*Brief:*
Pictures aside, restate the records below exactly as written.

*Records:*
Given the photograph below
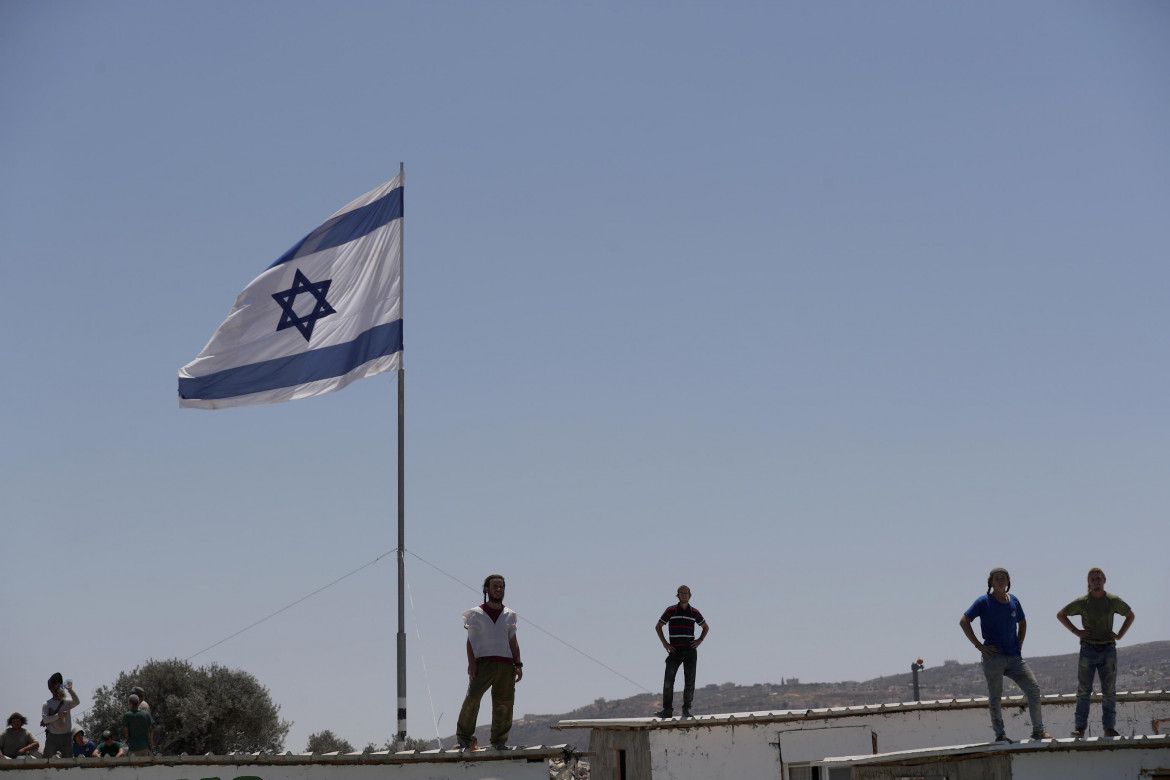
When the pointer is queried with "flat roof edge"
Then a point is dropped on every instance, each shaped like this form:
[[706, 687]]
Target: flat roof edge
[[818, 713]]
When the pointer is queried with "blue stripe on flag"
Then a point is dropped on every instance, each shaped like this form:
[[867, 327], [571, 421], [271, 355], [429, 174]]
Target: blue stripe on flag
[[349, 226], [325, 363]]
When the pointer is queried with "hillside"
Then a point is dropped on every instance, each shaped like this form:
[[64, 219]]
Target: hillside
[[1141, 667]]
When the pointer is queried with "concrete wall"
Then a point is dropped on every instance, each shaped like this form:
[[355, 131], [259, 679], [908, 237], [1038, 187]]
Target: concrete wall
[[1091, 765], [985, 767], [158, 770], [605, 746]]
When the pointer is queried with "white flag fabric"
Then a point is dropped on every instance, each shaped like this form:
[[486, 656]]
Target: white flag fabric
[[328, 312]]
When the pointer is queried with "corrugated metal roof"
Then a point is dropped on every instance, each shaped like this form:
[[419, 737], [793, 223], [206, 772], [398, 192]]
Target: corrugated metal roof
[[536, 752], [990, 749], [784, 716]]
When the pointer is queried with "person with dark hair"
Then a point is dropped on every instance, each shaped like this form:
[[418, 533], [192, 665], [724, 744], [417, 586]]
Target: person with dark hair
[[110, 747], [83, 747], [493, 661], [56, 719], [681, 650], [1003, 626], [142, 698], [16, 740], [1099, 650]]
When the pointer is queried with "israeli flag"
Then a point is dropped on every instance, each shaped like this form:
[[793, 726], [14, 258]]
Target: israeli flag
[[324, 315]]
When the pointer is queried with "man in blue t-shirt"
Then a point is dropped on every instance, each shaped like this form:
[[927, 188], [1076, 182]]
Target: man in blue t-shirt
[[1003, 626], [682, 650]]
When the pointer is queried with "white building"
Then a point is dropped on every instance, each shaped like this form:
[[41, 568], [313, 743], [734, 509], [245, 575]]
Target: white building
[[796, 745]]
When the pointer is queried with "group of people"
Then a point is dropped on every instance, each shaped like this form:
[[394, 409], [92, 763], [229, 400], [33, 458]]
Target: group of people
[[494, 662], [1003, 626], [62, 739]]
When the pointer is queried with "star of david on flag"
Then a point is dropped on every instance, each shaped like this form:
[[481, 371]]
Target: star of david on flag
[[328, 312]]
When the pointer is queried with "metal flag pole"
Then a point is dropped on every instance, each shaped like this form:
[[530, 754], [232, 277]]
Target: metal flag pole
[[401, 494]]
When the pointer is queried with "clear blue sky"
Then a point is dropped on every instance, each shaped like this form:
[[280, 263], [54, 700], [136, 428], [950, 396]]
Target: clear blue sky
[[821, 309]]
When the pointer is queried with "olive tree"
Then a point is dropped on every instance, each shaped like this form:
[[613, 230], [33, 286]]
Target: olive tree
[[195, 710], [327, 741]]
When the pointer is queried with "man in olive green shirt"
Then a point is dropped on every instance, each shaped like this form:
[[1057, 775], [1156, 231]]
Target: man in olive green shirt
[[1099, 650]]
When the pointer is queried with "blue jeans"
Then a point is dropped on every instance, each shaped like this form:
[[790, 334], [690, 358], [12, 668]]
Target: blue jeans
[[1014, 668], [1100, 660]]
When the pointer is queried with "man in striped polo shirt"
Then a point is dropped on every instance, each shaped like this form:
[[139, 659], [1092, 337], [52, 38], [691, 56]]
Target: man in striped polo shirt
[[681, 650]]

*Written response:*
Given the photograph below
When the pointer is queried with "flat roof edge"
Then a point is dropped on every instance, each shaped like this form:
[[706, 687]]
Target: flat roof edge
[[818, 713]]
When the pointer is queried with "blue stripe on flag"
Then a point is dropped on every instance, each shaped like this form:
[[867, 327], [571, 421], [271, 355], [429, 174]]
Target: blue stripe on flag
[[349, 226], [325, 363]]
When the pointer is queried with "hillside"
Then a point is dropped on every instance, each shaped like this form:
[[64, 219]]
Target: hillside
[[1141, 667]]
When the pointer is queried with "concrete wall"
Then a point is dropped on every instance, each shaped like this form:
[[355, 131], [259, 679], [908, 237], [1038, 187]]
Target: concrete wall
[[1091, 765], [985, 767], [158, 770], [605, 746]]
When the pointer is queried with "white flag fabric"
Then a point is dropped on every instance, each shaped like this form:
[[486, 656]]
Target: white flag fabric
[[328, 312]]
When the pointer is queried with "corrugated metal roof"
Then a point is dropped on every instance, each shaped like this form:
[[419, 737], [793, 223], [206, 772], [398, 192]]
Target: corrugated metal roof
[[536, 752], [990, 749], [784, 716]]
When the pointer is queried with "person with dark hair"
Then a point is dropped on every instance, each shaped like this form:
[[418, 533], [192, 665], [724, 744], [417, 586]]
Target: person with dark hair
[[110, 747], [83, 747], [493, 661], [56, 719], [681, 650], [1003, 626], [142, 698], [16, 740], [1099, 650]]
When the pointer is queried with "israeli flag"
Then a point is dropped on every instance, each shaped like this form:
[[793, 726], [14, 258]]
Target: israeli flag
[[324, 315]]
When the pointer is queried with "man in blue t-shirt"
Then a point is dropped on every instance, each shaped like this form:
[[927, 188], [1076, 182]]
Target: man in blue t-shirt
[[1003, 626], [682, 650]]
When the pointer is queried with "white building"
Then a point is dropped on every instance, each shaped like this form:
[[41, 568], [313, 743], [734, 509], [245, 575]]
Target: white building
[[796, 745]]
When the pointer is queried with "group of people"
Then a point is dropped on every instance, each shaped like this form:
[[394, 409], [92, 763], [229, 400], [33, 458]]
Target: group of people
[[494, 662], [1003, 626], [62, 739]]
When the pointer is queried with "star of david on flag"
Then a point is dropped on every instance, each shaped like this form:
[[481, 371]]
Target: star of david on flag
[[328, 312]]
When the pointer is queried with "metal flag pole"
Then a point is dropped on every instance, each shaped like this form:
[[530, 754], [232, 277]]
Target: metal flag pole
[[401, 494]]
When the pointer is queried with "clear blue sky"
Then a point is dropped on every instance, each shaped like this form:
[[280, 263], [54, 700], [136, 428], [950, 396]]
Target: clear blue sky
[[821, 309]]
When the pointer is queried with "olive tree"
Then a point is dropped on every instance, each shaped like this form:
[[613, 230], [33, 286]]
Target: olive tree
[[195, 710], [327, 741]]
When the pointer is queried with "man in olive green shirt"
Then a point is dropped on every instance, each shaped like this form:
[[1057, 775], [1156, 231]]
Target: man in olive green shirt
[[1099, 650]]
When the pointer is queried with "blue jeans"
Then a point is dropped on every instance, each shaped like this form:
[[790, 334], [690, 358], [12, 668]]
Target: blue jeans
[[1014, 668], [1100, 660]]
When the pointer is queried with "man in striped polo shirt"
Then a point is dropped on every instance, each shaped like this form:
[[139, 659], [1092, 337], [52, 38], [691, 56]]
Target: man in striped polo shirt
[[681, 650]]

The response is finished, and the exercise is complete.